Work request - Transcribe, word for word, only the lines from the one containing "the white plate" through the end of the material below. Pictures stay out.

Extracted data -
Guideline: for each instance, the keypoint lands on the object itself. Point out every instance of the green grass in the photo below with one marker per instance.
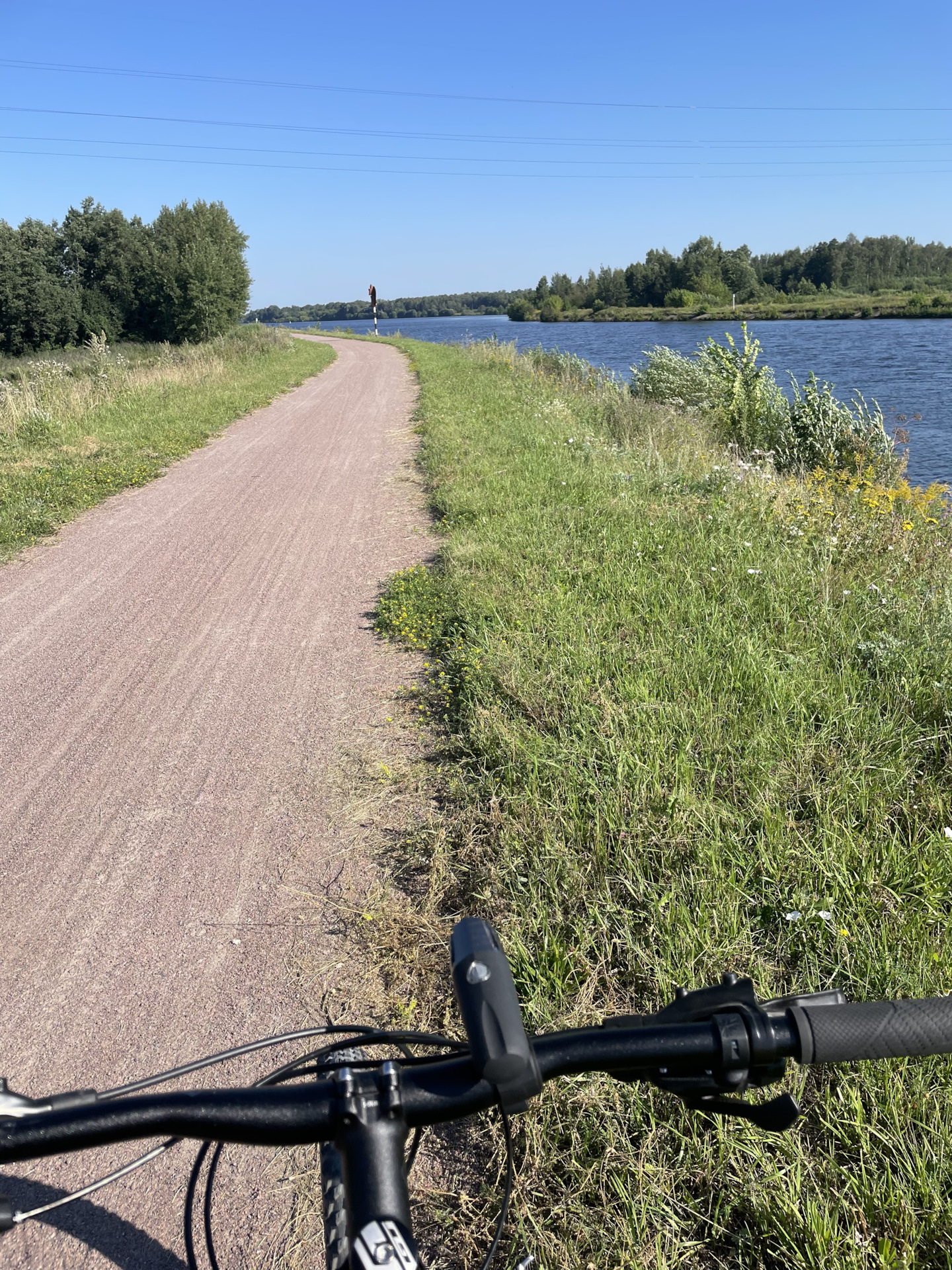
(683, 701)
(78, 427)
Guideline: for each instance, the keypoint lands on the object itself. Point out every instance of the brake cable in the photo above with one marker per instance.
(161, 1078)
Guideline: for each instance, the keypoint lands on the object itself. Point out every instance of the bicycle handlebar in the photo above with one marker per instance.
(444, 1090)
(677, 1056)
(875, 1029)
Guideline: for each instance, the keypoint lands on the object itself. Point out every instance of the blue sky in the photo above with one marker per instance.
(775, 125)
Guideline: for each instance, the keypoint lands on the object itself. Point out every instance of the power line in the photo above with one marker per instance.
(615, 143)
(400, 172)
(346, 154)
(455, 97)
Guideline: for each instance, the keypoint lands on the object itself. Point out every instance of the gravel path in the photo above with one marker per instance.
(177, 671)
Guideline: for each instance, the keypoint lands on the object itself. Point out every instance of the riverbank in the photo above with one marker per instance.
(79, 426)
(695, 720)
(813, 309)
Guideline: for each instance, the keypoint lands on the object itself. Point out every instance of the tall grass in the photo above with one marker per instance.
(80, 425)
(813, 429)
(698, 719)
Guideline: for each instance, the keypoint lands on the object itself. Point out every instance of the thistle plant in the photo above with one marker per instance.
(810, 429)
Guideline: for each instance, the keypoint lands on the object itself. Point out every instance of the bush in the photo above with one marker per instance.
(681, 299)
(813, 429)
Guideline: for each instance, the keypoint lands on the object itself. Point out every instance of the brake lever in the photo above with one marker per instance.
(775, 1117)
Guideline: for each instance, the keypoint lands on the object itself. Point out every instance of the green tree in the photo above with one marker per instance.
(200, 281)
(520, 310)
(38, 308)
(611, 287)
(106, 262)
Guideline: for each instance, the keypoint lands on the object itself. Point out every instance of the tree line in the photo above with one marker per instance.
(703, 272)
(182, 277)
(489, 302)
(707, 272)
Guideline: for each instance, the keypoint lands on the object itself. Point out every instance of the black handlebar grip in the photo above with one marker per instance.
(491, 1007)
(875, 1029)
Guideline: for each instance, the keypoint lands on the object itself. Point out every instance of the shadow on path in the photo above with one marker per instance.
(118, 1240)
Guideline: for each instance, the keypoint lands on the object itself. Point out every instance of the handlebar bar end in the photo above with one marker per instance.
(489, 1005)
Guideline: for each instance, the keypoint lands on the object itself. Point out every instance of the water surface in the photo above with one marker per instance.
(904, 364)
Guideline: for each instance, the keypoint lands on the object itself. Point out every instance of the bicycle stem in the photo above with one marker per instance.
(372, 1141)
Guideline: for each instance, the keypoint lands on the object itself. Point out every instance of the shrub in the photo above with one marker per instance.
(551, 309)
(814, 429)
(682, 299)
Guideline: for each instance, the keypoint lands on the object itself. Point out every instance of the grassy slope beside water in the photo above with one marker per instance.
(698, 722)
(79, 426)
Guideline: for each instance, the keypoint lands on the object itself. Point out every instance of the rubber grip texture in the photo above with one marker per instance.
(880, 1029)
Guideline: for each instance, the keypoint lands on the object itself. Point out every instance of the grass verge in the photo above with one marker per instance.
(696, 719)
(79, 426)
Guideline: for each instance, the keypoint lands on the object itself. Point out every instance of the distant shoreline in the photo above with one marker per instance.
(743, 313)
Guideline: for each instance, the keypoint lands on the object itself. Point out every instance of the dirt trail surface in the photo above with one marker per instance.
(177, 671)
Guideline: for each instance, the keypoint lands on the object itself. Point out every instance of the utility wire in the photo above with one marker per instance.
(407, 172)
(590, 163)
(452, 97)
(495, 139)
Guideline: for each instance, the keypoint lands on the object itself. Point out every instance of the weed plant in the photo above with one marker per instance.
(813, 429)
(80, 425)
(698, 720)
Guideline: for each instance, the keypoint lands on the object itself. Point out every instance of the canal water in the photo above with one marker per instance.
(904, 364)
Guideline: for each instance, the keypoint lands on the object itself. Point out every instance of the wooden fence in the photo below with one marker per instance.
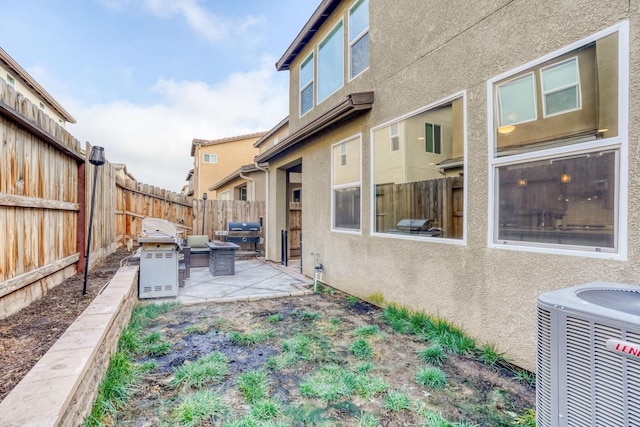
(46, 183)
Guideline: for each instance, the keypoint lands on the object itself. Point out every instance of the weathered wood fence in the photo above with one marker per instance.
(45, 192)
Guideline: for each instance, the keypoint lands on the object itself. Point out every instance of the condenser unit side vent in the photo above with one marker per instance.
(588, 356)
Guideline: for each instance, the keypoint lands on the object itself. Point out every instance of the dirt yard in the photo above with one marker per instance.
(475, 394)
(27, 335)
(331, 323)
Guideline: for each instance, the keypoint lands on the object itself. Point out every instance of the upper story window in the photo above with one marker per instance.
(211, 158)
(433, 138)
(359, 37)
(411, 185)
(345, 185)
(331, 63)
(11, 81)
(306, 85)
(558, 154)
(517, 100)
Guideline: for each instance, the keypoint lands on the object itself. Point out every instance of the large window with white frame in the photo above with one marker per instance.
(331, 63)
(306, 85)
(345, 184)
(557, 153)
(419, 184)
(359, 37)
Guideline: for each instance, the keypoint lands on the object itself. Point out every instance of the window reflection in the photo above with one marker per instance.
(418, 174)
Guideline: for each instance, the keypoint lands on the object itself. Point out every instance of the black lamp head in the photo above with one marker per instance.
(97, 156)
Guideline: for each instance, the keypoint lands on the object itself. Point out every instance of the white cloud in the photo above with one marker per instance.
(155, 141)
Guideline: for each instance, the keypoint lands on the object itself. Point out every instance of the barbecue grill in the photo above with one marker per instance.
(417, 226)
(245, 232)
(159, 245)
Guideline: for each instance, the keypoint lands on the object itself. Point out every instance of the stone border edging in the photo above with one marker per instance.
(61, 387)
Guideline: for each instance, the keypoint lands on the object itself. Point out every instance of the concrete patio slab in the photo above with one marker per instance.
(253, 279)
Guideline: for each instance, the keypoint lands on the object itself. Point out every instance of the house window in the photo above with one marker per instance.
(517, 100)
(394, 137)
(306, 85)
(359, 37)
(330, 63)
(556, 179)
(346, 185)
(211, 158)
(410, 188)
(296, 195)
(433, 138)
(561, 87)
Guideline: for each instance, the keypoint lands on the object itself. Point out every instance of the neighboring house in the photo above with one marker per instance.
(246, 183)
(274, 136)
(18, 78)
(214, 159)
(187, 189)
(462, 159)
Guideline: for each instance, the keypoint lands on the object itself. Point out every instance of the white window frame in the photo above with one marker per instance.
(336, 30)
(304, 85)
(619, 143)
(346, 185)
(550, 92)
(434, 125)
(213, 158)
(458, 242)
(357, 38)
(535, 100)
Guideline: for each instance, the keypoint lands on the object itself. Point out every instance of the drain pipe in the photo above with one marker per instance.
(253, 185)
(266, 229)
(318, 269)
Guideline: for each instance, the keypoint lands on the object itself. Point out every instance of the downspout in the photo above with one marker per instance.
(266, 196)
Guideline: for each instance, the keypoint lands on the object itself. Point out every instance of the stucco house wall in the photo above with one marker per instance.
(231, 153)
(420, 53)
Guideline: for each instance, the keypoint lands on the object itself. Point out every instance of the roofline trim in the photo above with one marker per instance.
(33, 84)
(354, 104)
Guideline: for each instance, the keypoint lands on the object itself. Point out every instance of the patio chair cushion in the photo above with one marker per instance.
(197, 241)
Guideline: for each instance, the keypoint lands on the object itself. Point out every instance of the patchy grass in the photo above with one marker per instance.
(210, 369)
(320, 360)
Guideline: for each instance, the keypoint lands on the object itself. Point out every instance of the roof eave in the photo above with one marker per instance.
(355, 103)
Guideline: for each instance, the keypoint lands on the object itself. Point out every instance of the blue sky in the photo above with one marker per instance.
(145, 77)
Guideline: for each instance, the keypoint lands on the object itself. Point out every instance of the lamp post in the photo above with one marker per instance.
(96, 159)
(204, 209)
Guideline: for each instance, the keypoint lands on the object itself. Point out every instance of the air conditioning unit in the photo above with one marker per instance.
(588, 361)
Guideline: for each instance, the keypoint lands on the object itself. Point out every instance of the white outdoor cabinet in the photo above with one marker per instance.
(588, 361)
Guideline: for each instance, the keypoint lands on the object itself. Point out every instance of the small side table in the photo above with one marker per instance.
(222, 258)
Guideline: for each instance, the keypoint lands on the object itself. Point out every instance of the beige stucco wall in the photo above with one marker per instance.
(491, 293)
(28, 93)
(231, 155)
(256, 186)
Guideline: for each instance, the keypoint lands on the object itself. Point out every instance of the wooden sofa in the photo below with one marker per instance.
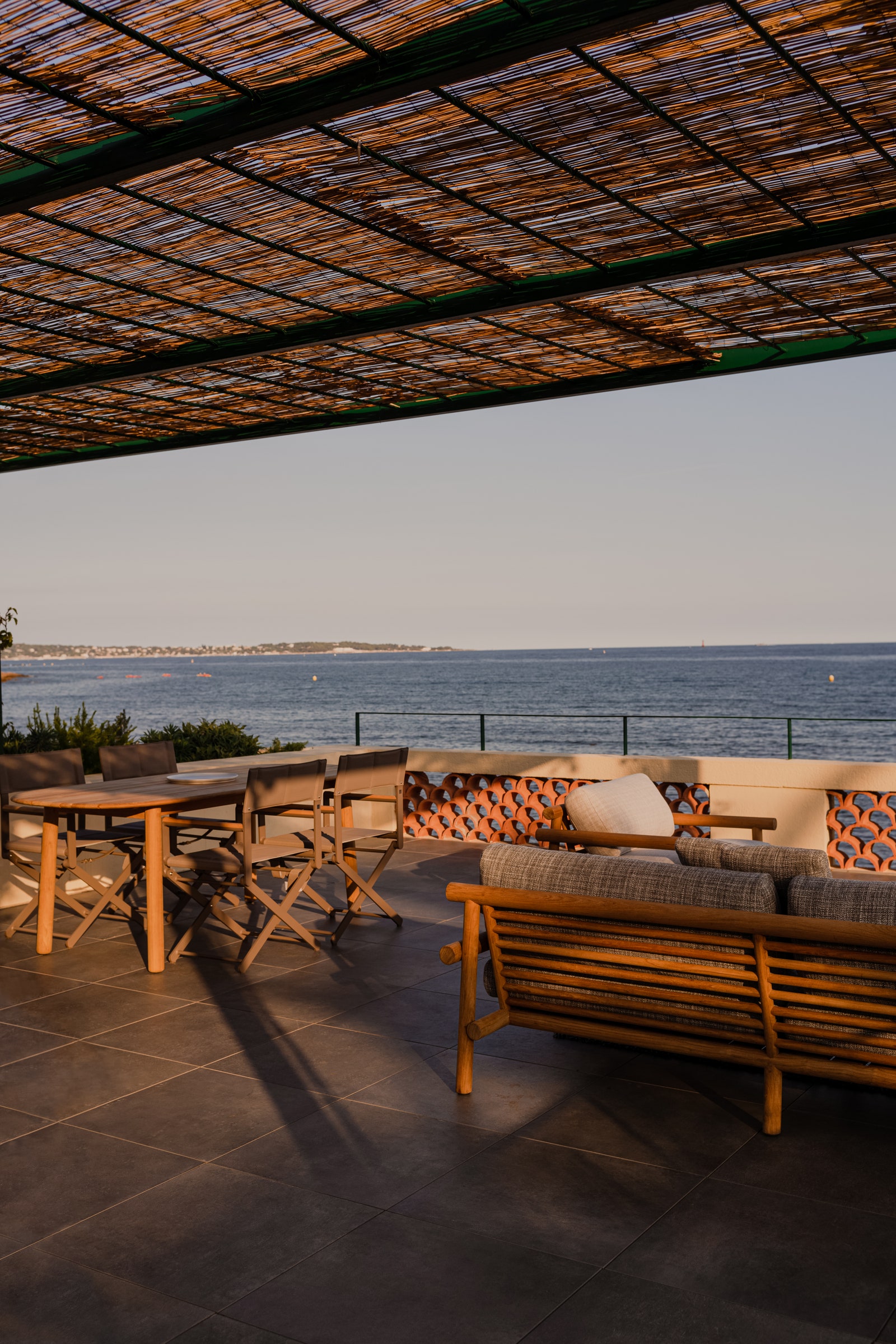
(785, 994)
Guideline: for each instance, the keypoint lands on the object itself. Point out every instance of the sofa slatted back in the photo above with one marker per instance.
(785, 994)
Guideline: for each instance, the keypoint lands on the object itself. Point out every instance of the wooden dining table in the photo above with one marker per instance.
(150, 797)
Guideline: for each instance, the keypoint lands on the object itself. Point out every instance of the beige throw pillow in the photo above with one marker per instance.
(631, 806)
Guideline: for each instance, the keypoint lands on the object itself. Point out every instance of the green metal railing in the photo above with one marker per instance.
(625, 718)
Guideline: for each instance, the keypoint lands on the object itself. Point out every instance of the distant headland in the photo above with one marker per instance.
(140, 651)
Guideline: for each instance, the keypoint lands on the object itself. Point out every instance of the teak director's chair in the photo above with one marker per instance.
(366, 777)
(76, 848)
(230, 868)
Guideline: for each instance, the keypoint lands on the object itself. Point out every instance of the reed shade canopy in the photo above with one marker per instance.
(226, 221)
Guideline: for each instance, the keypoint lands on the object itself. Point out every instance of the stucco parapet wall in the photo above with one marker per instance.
(749, 772)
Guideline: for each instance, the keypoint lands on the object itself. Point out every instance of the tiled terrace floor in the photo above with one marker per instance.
(218, 1159)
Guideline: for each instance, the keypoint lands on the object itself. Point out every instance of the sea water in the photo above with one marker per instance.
(315, 698)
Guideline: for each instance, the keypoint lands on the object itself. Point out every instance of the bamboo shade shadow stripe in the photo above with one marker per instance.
(480, 354)
(809, 80)
(65, 96)
(272, 184)
(129, 287)
(336, 29)
(689, 135)
(109, 21)
(863, 261)
(129, 320)
(547, 341)
(175, 263)
(655, 375)
(480, 43)
(710, 314)
(463, 198)
(540, 289)
(564, 167)
(410, 363)
(801, 303)
(634, 328)
(284, 249)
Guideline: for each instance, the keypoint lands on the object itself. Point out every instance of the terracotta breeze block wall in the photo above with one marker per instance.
(507, 810)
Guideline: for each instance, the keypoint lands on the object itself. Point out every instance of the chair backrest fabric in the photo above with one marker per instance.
(368, 770)
(629, 806)
(780, 862)
(832, 898)
(284, 785)
(136, 760)
(39, 770)
(527, 868)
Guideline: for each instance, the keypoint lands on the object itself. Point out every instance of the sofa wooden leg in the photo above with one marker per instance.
(772, 1119)
(469, 968)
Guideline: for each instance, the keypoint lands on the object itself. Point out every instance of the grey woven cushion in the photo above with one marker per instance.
(777, 861)
(625, 880)
(832, 898)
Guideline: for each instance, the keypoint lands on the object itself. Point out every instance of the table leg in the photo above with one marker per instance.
(48, 887)
(155, 905)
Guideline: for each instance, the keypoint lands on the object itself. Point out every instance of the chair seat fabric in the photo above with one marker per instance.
(222, 859)
(595, 875)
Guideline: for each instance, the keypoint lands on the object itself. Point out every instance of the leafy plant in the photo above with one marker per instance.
(206, 741)
(54, 734)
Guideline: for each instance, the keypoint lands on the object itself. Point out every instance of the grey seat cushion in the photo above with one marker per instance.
(781, 863)
(625, 880)
(829, 898)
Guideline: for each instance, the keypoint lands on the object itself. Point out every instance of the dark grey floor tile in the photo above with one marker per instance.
(78, 1076)
(820, 1264)
(851, 1103)
(22, 1042)
(48, 1300)
(553, 1199)
(195, 979)
(211, 1235)
(542, 1048)
(399, 1281)
(412, 1015)
(712, 1078)
(90, 960)
(202, 1113)
(394, 967)
(195, 1034)
(361, 1152)
(222, 1329)
(21, 987)
(88, 1010)
(645, 1124)
(307, 995)
(327, 1059)
(618, 1309)
(15, 1123)
(506, 1093)
(823, 1159)
(59, 1175)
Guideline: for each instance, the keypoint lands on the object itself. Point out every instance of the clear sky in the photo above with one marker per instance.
(755, 509)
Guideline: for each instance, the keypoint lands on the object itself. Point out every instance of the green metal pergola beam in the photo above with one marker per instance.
(483, 301)
(481, 43)
(732, 362)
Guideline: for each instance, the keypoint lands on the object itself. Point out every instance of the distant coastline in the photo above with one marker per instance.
(36, 652)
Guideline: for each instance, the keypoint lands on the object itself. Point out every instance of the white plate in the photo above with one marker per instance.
(200, 779)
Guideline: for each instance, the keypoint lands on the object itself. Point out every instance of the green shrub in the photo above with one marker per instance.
(206, 741)
(53, 734)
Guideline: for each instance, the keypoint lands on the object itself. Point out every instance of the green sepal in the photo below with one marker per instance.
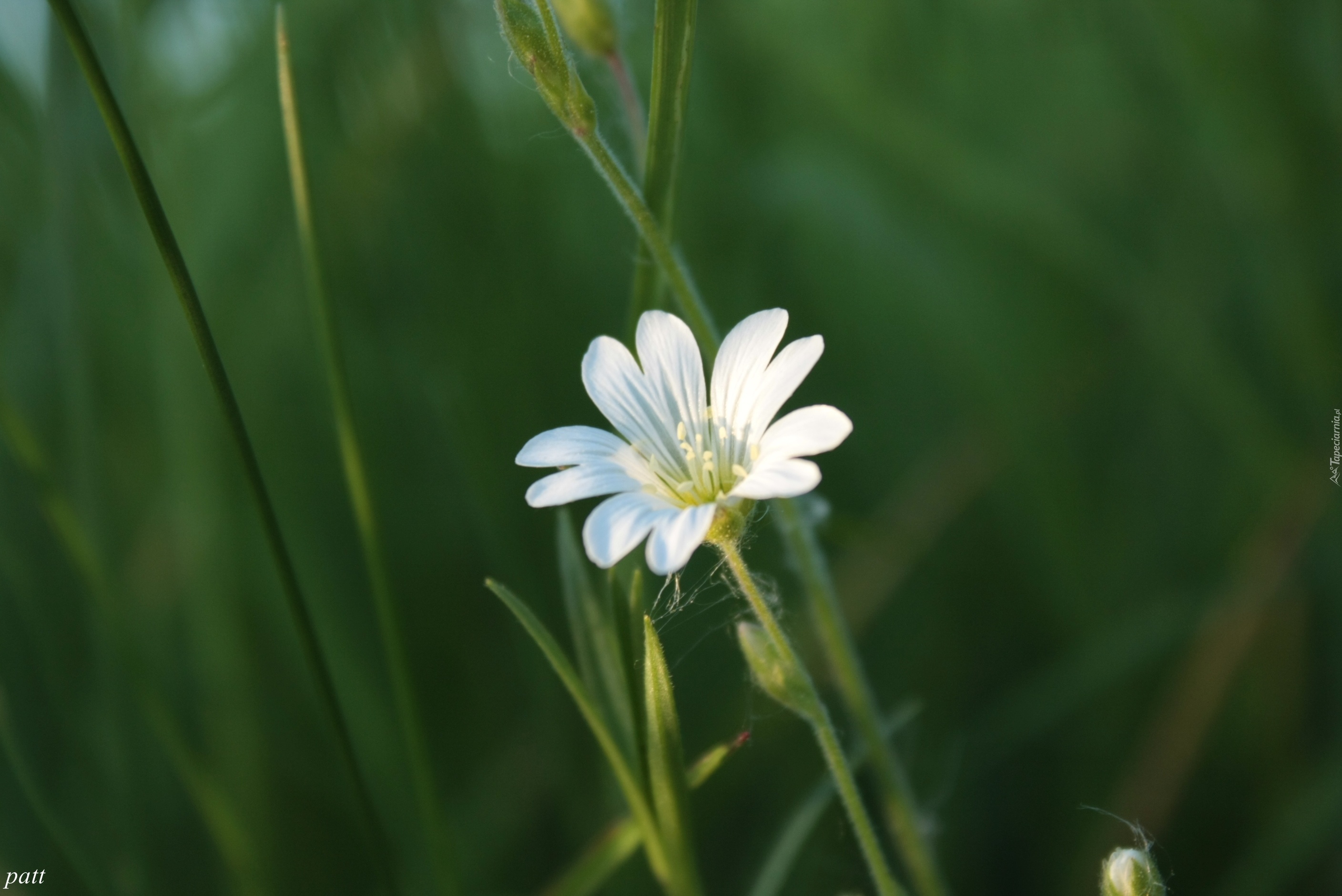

Answer box -
Guideline: for each instance, the keypoint lands on the object itself. Point out every instance of the white plate in the photo above with one marker per instance.
(200, 779)
Guideline: for each instance, the keypoint lands on the object itself. Point out every instance of the green shrub in the photo above with one marker per instance.
(206, 741)
(53, 734)
Guideline: for each instance, the keypoint lands on the object itself. Point out every instance of the green sepal in the photo below with one marker per instance.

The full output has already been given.